> **What you should do**
Count the lines below that contain the string "background" and reply with that number alone.

> **Dataset records**
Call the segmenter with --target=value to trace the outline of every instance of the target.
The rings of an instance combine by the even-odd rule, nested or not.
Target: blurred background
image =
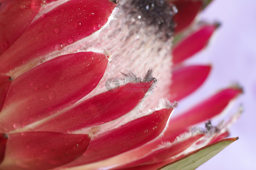
[[[244,93],[227,113],[242,104],[244,111],[230,129],[230,137],[239,139],[200,166],[198,170],[256,169],[256,1],[213,0],[199,20],[221,24],[207,47],[186,62],[210,63],[213,68],[203,85],[179,103],[182,111],[214,92],[238,83]],[[212,122],[216,125],[218,122]]]

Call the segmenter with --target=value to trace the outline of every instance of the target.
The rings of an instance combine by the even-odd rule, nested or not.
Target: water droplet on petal
[[[63,45],[61,43],[58,43],[55,45],[55,49],[57,50],[61,50],[63,47]]]
[[[68,41],[68,43],[70,44],[74,43],[74,42],[75,42],[75,40],[74,40],[74,39],[72,37],[69,38],[68,39],[68,40],[67,41]]]
[[[45,18],[47,16],[47,14],[46,13],[44,13],[42,15],[42,17],[43,18]]]
[[[31,8],[34,11],[38,12],[40,11],[41,5],[41,0],[33,0],[31,4]]]
[[[77,150],[79,148],[79,145],[78,144],[75,145],[75,146],[73,147],[73,149],[75,150]]]
[[[54,31],[54,33],[56,34],[57,34],[60,33],[60,28],[59,27],[56,27],[54,28],[53,30],[53,31]]]
[[[99,24],[95,24],[93,26],[93,29],[95,30],[99,30],[100,29],[100,25]]]
[[[50,100],[52,101],[56,97],[56,94],[55,94],[54,92],[52,91],[49,93],[49,96],[48,96],[48,97]]]

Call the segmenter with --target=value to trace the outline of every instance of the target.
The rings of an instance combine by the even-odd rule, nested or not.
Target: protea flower
[[[211,69],[183,63],[210,1],[0,1],[0,169],[192,169],[237,140],[240,113],[211,120],[240,88],[171,117]]]

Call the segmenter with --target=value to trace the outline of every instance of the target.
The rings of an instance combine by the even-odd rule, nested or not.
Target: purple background
[[[255,7],[255,0],[214,0],[198,18],[221,25],[207,48],[187,63],[210,63],[213,69],[201,88],[180,102],[176,112],[236,82],[244,93],[227,113],[235,112],[241,104],[244,111],[230,130],[230,137],[239,139],[198,169],[256,169]]]

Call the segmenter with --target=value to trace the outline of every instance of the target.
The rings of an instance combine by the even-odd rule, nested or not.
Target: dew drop
[[[93,26],[93,29],[95,30],[99,30],[100,29],[100,25],[99,24],[96,23]]]
[[[74,147],[73,147],[73,149],[75,150],[77,150],[79,148],[79,145],[78,144],[75,145],[75,146],[74,146]]]
[[[46,13],[44,13],[42,15],[42,17],[43,18],[45,18],[47,16],[47,14]]]
[[[55,45],[55,49],[57,50],[61,50],[63,47],[63,45],[61,43],[58,43]]]
[[[74,38],[71,37],[68,38],[67,41],[68,42],[68,43],[70,44],[71,44],[74,43],[74,42],[75,42],[75,40],[74,40]]]
[[[38,12],[41,9],[41,1],[40,0],[33,0],[31,2],[31,9],[33,11]]]
[[[53,30],[53,31],[54,31],[54,33],[56,34],[57,34],[60,33],[60,28],[59,27],[56,27],[54,28]]]

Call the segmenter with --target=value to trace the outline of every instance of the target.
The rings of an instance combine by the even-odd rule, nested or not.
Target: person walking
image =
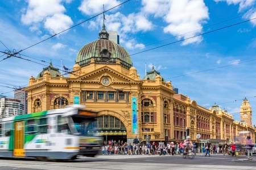
[[[228,143],[226,143],[226,142],[225,143],[222,148],[223,148],[223,151],[224,151],[223,156],[226,156],[225,154],[228,154],[228,155],[229,154],[229,146],[228,145]]]
[[[180,152],[179,154],[181,155],[184,152],[184,146],[183,146],[183,141],[180,142],[180,146],[179,146]]]
[[[251,139],[251,136],[248,135],[245,139],[245,143],[246,144],[246,151],[247,151],[247,157],[248,160],[252,160],[253,153],[251,150],[253,147],[253,144],[252,143],[252,140]]]
[[[209,155],[209,156],[210,156],[210,144],[209,143],[209,142],[207,142],[207,143],[205,144],[205,151],[206,151],[206,154],[205,154],[205,156],[207,156],[207,154]]]
[[[231,151],[232,152],[232,156],[236,156],[236,144],[234,142],[231,145]]]
[[[159,147],[160,147],[160,155],[159,156],[161,155],[164,155],[164,154],[163,152],[163,149],[164,148],[164,143],[163,143],[163,142],[160,141],[159,143]]]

> **Response to this exercise**
2